*TASK STATEMENT*
Could you write out the whole Project 4 page on adolescent emotion regulation below, word for word?

*TEXT EXCERPT*
[Start of section]

Conte Adolescence Center: Project 4
Neural Bases of Emotion Regulation and Dysregulation in Adolescence


PI: Richard J. Davidson

Predoctoral trainee Diane Stodola and Summer Fellow Michelle Fox pilot a new study's fMRI protocol using the 3T MRI scanner.

Project 4 publications

This project examines the neural bases of emotion regulation and dysregulation in samples of adolescents selected on the basis of their risk status for internalizing disorder. Adolescent is a period during which risk for anxiety and mood disorders increases substantially and little is known about the brain mechanisms responsible for vulnerability to these disorders.

We will take advantage of extensive data collected within two longitudinal cohorts that will be a central feature of this Center. From these cohorts, three samples will be tested. One sample consists of 85 individuals from Project 2 who underwent fMRI scanning using virtually the identical tasks when they were 14 years of age. A second sample, also derived from Project 2 (Essex), includes participants who are selected to vary in levels of basal cortisol early in life (age 4.5 years) and later in early adolescence.

[End of section]

Saved entries
[Start of section]

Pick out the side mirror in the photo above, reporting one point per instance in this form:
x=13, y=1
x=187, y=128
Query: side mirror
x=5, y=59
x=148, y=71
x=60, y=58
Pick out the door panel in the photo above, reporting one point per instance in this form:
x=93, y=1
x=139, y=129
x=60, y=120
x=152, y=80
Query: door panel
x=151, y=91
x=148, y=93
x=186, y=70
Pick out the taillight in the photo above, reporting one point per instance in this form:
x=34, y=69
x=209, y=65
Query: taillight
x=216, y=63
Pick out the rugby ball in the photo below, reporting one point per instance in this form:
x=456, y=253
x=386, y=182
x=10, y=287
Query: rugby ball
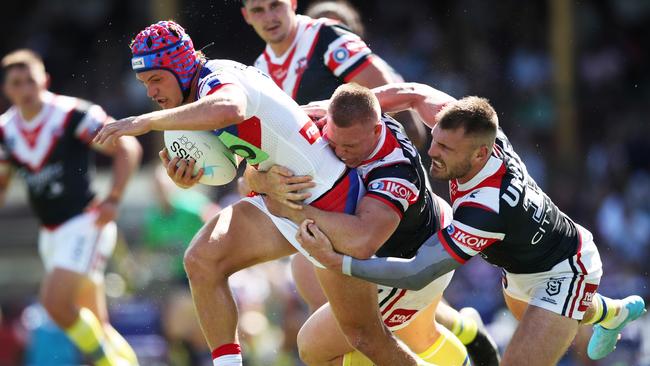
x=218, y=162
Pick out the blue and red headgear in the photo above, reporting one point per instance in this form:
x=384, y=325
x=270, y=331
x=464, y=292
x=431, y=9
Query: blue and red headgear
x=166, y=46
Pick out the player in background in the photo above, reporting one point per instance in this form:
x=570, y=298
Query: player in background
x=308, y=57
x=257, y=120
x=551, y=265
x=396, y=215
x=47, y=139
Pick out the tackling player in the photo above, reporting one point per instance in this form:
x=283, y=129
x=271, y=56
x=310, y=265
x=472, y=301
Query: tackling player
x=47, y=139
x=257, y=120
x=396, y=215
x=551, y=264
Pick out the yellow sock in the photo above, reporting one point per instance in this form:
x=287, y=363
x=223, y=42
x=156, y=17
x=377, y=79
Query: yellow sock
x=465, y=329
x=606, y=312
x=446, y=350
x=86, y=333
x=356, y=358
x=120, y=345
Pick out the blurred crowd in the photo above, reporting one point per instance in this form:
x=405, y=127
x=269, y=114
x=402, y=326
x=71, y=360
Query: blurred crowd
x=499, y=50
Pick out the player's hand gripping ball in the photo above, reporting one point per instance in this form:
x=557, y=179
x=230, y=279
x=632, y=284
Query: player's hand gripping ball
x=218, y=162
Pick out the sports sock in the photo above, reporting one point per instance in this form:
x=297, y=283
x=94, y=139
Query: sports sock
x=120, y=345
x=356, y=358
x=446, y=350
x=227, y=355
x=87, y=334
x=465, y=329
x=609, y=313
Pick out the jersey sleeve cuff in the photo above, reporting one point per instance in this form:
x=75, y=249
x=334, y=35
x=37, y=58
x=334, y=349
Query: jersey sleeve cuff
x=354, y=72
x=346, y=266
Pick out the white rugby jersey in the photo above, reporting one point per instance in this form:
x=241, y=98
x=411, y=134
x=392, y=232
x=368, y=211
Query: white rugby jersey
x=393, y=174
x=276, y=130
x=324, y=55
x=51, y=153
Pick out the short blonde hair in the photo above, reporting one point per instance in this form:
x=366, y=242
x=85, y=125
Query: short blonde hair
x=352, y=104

[End of section]

*ANSWER TO THE PROBLEM*
Conte Adolescence Center: Project 4
Neural Bases of Emotion Regulation and Dysregulation in Adolescence


PI: Richard J. Davidson

Predoctoral trainee Diane Stodola and Summer Fellow Michelle Fox pilot a new study's fMRI protocol using the 3T MRI scanner.

Project 4 publications

This project examines the neural bases of emotion regulation and dysregulation in samples of adolescents selected on the basis of their risk status for internalizing disorder. Adolescent is a period during which risk for anxiety and mood disorders increases substantially and little is known about the brain mechanisms responsible for vulnerability to these disorders.

We will take advantage of extensive data collected within two longitudinal cohorts that will be a central feature of this Center. From these cohorts, three samples will be tested. One sample consists of 85 individuals from Project 2 who underwent fMRI scanning using virtually the identical tasks when they were 14 years of age. A second sample, also derived from Project 2 (Essex), includes participants who are selected to vary in levels of basal cortisol early in life (age 4.5 years) and later in early adolescence.